[Problem]: How many lines in the items below contain the string "dark"? Case counts, so give only the number.
-- start Data to use --
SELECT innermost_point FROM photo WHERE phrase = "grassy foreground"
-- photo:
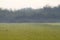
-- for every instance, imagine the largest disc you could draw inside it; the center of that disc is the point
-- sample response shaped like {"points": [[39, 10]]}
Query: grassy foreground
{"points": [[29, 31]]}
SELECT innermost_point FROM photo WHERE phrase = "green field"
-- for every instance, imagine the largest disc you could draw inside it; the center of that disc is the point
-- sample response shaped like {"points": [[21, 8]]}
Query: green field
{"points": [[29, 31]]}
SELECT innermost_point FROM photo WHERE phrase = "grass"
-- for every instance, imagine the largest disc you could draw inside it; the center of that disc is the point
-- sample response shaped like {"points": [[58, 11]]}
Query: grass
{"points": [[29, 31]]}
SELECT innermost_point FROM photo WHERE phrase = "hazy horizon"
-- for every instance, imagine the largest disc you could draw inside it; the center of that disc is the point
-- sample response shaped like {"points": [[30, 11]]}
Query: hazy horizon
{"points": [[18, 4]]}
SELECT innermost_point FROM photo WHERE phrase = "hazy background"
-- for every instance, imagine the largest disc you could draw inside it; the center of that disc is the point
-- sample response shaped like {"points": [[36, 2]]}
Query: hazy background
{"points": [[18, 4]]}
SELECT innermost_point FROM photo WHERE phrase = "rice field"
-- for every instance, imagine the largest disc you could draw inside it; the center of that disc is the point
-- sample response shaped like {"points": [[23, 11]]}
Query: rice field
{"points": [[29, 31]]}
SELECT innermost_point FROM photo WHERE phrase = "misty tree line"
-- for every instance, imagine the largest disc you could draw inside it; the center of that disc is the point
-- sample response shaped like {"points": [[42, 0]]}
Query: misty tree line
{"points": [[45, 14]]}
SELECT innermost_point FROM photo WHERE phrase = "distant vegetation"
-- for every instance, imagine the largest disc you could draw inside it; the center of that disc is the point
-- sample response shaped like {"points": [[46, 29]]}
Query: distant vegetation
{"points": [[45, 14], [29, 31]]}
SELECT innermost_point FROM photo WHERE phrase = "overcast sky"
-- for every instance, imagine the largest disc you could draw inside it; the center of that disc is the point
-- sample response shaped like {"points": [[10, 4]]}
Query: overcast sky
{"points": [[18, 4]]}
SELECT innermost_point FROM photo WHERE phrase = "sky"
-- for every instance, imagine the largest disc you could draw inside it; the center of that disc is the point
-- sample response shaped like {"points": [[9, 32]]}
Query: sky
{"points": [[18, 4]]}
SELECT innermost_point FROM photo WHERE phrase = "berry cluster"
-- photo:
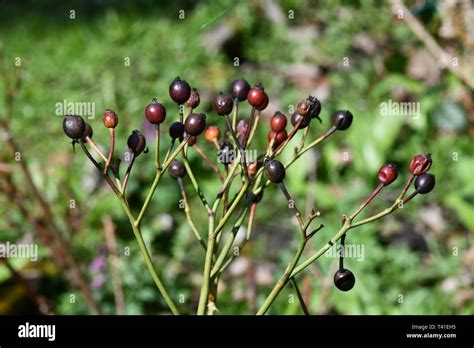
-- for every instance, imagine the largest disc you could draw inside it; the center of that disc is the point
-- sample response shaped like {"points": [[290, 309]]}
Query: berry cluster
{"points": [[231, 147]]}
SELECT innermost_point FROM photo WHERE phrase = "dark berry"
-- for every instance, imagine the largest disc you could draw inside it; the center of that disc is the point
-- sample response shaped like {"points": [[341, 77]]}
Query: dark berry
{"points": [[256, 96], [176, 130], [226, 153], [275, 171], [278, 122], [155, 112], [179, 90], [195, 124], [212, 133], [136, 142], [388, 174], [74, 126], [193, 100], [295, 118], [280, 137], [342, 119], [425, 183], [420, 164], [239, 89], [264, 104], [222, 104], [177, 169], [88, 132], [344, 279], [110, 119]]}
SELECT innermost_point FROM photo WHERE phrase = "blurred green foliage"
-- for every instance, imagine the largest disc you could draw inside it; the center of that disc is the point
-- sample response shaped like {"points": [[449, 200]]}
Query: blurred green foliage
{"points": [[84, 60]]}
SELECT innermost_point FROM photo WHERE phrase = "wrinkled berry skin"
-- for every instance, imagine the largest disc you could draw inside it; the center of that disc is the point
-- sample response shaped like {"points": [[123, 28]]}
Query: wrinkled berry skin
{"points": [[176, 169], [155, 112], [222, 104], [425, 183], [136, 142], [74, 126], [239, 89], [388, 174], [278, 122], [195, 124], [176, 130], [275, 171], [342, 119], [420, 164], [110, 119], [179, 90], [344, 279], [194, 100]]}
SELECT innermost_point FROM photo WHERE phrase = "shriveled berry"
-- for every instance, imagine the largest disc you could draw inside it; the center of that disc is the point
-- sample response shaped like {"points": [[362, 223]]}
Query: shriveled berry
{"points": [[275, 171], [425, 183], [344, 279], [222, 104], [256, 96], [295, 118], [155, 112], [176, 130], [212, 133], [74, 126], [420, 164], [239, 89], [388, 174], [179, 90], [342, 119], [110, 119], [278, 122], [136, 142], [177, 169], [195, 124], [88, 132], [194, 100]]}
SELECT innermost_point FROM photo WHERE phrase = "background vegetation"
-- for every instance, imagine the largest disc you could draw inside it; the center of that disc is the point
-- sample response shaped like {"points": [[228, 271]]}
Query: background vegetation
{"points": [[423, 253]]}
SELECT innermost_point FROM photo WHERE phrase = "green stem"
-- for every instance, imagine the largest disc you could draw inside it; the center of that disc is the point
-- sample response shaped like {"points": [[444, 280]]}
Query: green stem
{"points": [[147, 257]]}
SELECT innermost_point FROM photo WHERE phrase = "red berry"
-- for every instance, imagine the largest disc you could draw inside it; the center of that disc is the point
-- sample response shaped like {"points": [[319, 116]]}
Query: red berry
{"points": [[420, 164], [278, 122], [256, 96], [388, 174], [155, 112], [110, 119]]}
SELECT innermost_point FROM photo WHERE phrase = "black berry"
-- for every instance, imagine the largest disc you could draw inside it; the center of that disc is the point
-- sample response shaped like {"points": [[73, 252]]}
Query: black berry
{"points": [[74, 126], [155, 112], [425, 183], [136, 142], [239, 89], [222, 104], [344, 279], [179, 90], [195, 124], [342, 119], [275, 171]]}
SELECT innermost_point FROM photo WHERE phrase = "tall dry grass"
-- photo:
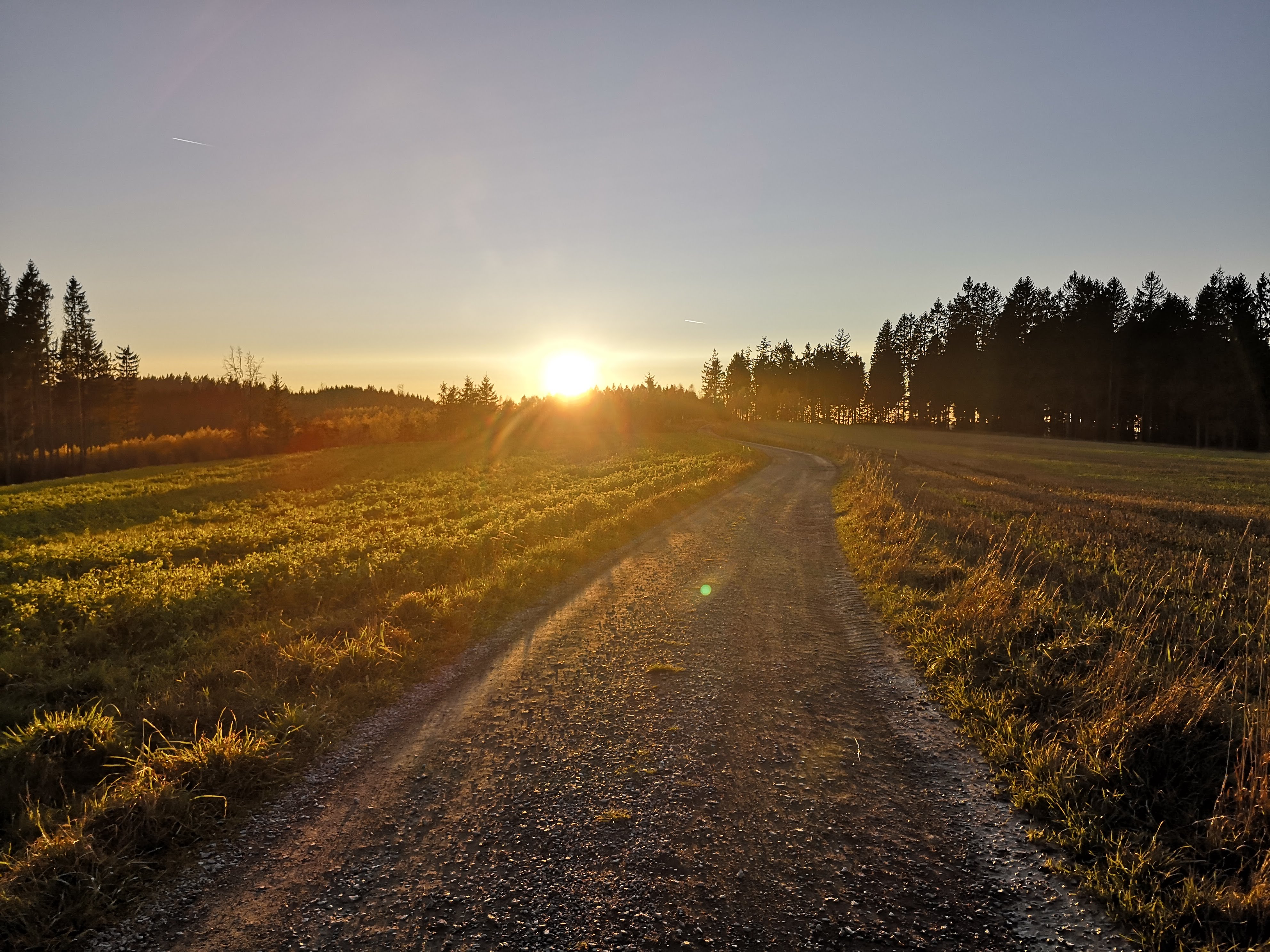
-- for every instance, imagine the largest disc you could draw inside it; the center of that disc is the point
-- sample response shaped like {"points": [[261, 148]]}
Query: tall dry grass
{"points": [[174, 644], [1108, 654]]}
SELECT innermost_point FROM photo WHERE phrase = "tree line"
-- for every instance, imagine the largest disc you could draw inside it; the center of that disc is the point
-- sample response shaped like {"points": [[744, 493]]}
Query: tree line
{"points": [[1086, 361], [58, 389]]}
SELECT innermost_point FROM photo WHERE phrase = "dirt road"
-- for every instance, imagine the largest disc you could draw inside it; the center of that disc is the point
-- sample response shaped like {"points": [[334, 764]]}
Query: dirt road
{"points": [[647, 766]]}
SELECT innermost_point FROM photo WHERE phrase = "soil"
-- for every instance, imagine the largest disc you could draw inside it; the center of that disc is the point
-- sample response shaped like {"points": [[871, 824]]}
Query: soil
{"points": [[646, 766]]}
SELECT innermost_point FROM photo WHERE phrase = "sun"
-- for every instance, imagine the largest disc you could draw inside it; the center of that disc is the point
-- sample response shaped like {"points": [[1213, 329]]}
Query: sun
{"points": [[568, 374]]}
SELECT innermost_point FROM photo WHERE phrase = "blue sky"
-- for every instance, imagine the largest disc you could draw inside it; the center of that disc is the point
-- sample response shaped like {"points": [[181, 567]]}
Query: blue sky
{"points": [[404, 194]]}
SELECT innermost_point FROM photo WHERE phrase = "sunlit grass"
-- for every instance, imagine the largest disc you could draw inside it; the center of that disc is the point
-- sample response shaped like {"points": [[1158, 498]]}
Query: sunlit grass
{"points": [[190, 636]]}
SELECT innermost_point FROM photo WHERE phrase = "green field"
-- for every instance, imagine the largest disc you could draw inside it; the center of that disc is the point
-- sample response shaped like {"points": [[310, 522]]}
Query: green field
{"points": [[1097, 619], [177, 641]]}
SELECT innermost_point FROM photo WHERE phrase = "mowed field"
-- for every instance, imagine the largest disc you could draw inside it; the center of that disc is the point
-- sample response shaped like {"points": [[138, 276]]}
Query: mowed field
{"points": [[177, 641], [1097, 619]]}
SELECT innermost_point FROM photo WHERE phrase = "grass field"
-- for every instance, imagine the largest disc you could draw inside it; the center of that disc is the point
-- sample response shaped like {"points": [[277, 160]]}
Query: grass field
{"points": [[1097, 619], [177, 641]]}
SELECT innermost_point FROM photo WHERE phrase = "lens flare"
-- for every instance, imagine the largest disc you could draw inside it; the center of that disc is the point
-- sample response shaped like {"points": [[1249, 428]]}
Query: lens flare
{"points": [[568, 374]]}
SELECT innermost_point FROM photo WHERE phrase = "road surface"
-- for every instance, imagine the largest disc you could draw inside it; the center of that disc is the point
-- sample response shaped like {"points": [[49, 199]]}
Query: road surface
-- end Data to use --
[Correct response]: 2